Fonte: http://www.borsaplus.com/article.php?id=1456
di Luciano Priori Friggi



BERLUSCONI A FINI: "COLPITO E AFFONDATO!" SOLO 12 DEPUTATI DEL PDL STANNO CON IL PRESIDENTE DELLA CAMERA GIANFRANCO FINI!

SILVIO BERLUSCONI

BERLUSCONI A FINI:
"SE NON SI ALLINEA LO FACCIO FUORI!"

(Clicca sulla fotografia del Premier per visualizzare
le immagini dell'intero discorso di Silvio Berlusconi al
Congresso della Direzione Nazionale del PDL
tenutosi a Roma il 22 Aprile 2010)

Il giorno dopo lo "strappo", la rabbia di Berlusconi contro Fini esplode persino in Consiglio dei Ministri. "Si deve dimettere da presidente della Camera - insiste il premier davanti a tutti - e, insieme a lui, ora mi aspetto che anche i suoi sottosegretari rimettano le deleghe". E tuttavia, per la prima volta da quel burrascoso pranzo di martedì scorso a Montecitorio, quando Fini e il Cavaliere litigarono di brutto, Gianni Letta comprende che è giunto il momento di intervenire personalmente.
"Scusa presidente - lo interrompe quindi il sottosegretario - ma forse questa non è la sede più opportuna per trattare questi argomenti di partito. Sarebbe meglio soprassedere e proseguire con quanto previsto dall'ordine del giorno". Non una sconfessione del premier, piuttosto un estremo tentativo di evitare che altra benzina venga buttata sul fuoco, considerando oltretutto la "permeabilità" ai giornalisti del Consiglio dei ministri.
* * * * * * * * *
**BREVE ESERCIZIO A:** Per favore, traduci in inglese questa frase del testo sullo scontro tra Berlusconi e Fini: «E tuttavia, per la prima volta da quel burrascoso pranzo di martedì scorso a Montecitorio, quando Fini e il Cavaliere litigarono di brutto, Gianni Letta comprende che è giunto il momento di intervenire personalmente.»
**BREVE ESERCIZIO B:** Modifica il passo del testo sullo scontro tra Berlusconi e Fini che si apre con le parole "(Clicca sulla fotografia" e si chiude con "di intervenire personalmente.", mettendo "tempestoso" al posto di "burrascoso".

**VOCI DI DATI:**
* * * * * * * * *
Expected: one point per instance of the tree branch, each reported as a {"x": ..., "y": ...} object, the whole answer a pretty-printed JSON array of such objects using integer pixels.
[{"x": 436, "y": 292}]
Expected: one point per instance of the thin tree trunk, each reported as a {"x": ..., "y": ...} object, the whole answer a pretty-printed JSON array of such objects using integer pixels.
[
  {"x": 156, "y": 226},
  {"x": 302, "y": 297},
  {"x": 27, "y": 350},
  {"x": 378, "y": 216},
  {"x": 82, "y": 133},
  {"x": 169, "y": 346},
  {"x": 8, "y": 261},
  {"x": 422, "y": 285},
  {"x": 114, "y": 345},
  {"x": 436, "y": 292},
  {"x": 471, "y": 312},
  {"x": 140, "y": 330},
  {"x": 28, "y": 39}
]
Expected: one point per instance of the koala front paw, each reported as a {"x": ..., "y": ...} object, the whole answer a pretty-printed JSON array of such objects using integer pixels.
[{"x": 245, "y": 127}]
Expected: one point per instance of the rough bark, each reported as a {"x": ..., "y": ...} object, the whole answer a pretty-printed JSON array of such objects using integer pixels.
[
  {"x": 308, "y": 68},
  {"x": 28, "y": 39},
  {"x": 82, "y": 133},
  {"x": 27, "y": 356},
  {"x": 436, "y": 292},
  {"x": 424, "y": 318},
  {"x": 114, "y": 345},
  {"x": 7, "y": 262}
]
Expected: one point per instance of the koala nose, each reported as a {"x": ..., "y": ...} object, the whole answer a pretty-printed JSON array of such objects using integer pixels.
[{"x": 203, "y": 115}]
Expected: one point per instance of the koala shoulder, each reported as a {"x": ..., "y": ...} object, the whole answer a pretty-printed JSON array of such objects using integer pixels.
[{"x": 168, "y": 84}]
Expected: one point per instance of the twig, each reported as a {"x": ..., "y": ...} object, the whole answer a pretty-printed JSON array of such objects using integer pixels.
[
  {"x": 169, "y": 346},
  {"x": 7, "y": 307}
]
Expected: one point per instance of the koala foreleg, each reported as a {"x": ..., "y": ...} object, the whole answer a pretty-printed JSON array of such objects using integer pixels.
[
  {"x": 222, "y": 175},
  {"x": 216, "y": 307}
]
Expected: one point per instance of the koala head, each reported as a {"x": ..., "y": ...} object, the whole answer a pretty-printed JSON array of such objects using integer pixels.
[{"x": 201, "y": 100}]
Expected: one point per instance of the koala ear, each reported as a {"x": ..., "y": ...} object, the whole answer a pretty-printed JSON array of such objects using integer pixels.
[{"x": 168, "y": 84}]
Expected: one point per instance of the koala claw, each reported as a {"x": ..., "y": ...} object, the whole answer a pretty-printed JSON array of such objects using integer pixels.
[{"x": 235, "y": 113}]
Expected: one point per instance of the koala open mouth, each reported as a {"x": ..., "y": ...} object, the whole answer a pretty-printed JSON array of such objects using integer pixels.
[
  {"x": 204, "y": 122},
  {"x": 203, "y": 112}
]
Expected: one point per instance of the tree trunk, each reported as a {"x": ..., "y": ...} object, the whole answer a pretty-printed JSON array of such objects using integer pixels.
* * * * * * * * *
**RISULTATO FINALE A:** And yet, for the first time since that stormy lunch last Tuesday at Montecitorio, when Fini and the Cavaliere had a bitter falling-out, Gianni Letta realizes that the moment has come to step in personally.

**RISULTATO FINALE B:**
(Clicca sulla fotografia del Premier per visualizzare
le immagini dell'intero discorso di Silvio Berlusconi al
Congresso della Direzione Nazionale del PDL
tenutosi a Roma il 22 Aprile 2010)

Il giorno dopo lo "strappo", la rabbia di Berlusconi contro Fini esplode persino in Consiglio dei Ministri. "Si deve dimettere da presidente della Camera - insiste il premier davanti a tutti - e, insieme a lui, ora mi aspetto che anche i suoi sottosegretari rimettano le deleghe". E tuttavia, per la prima volta da quel tempestoso pranzo di martedì scorso a Montecitorio, quando Fini e il Cavaliere litigarono di brutto, Gianni Letta comprende che è giunto il momento di intervenire personalmente.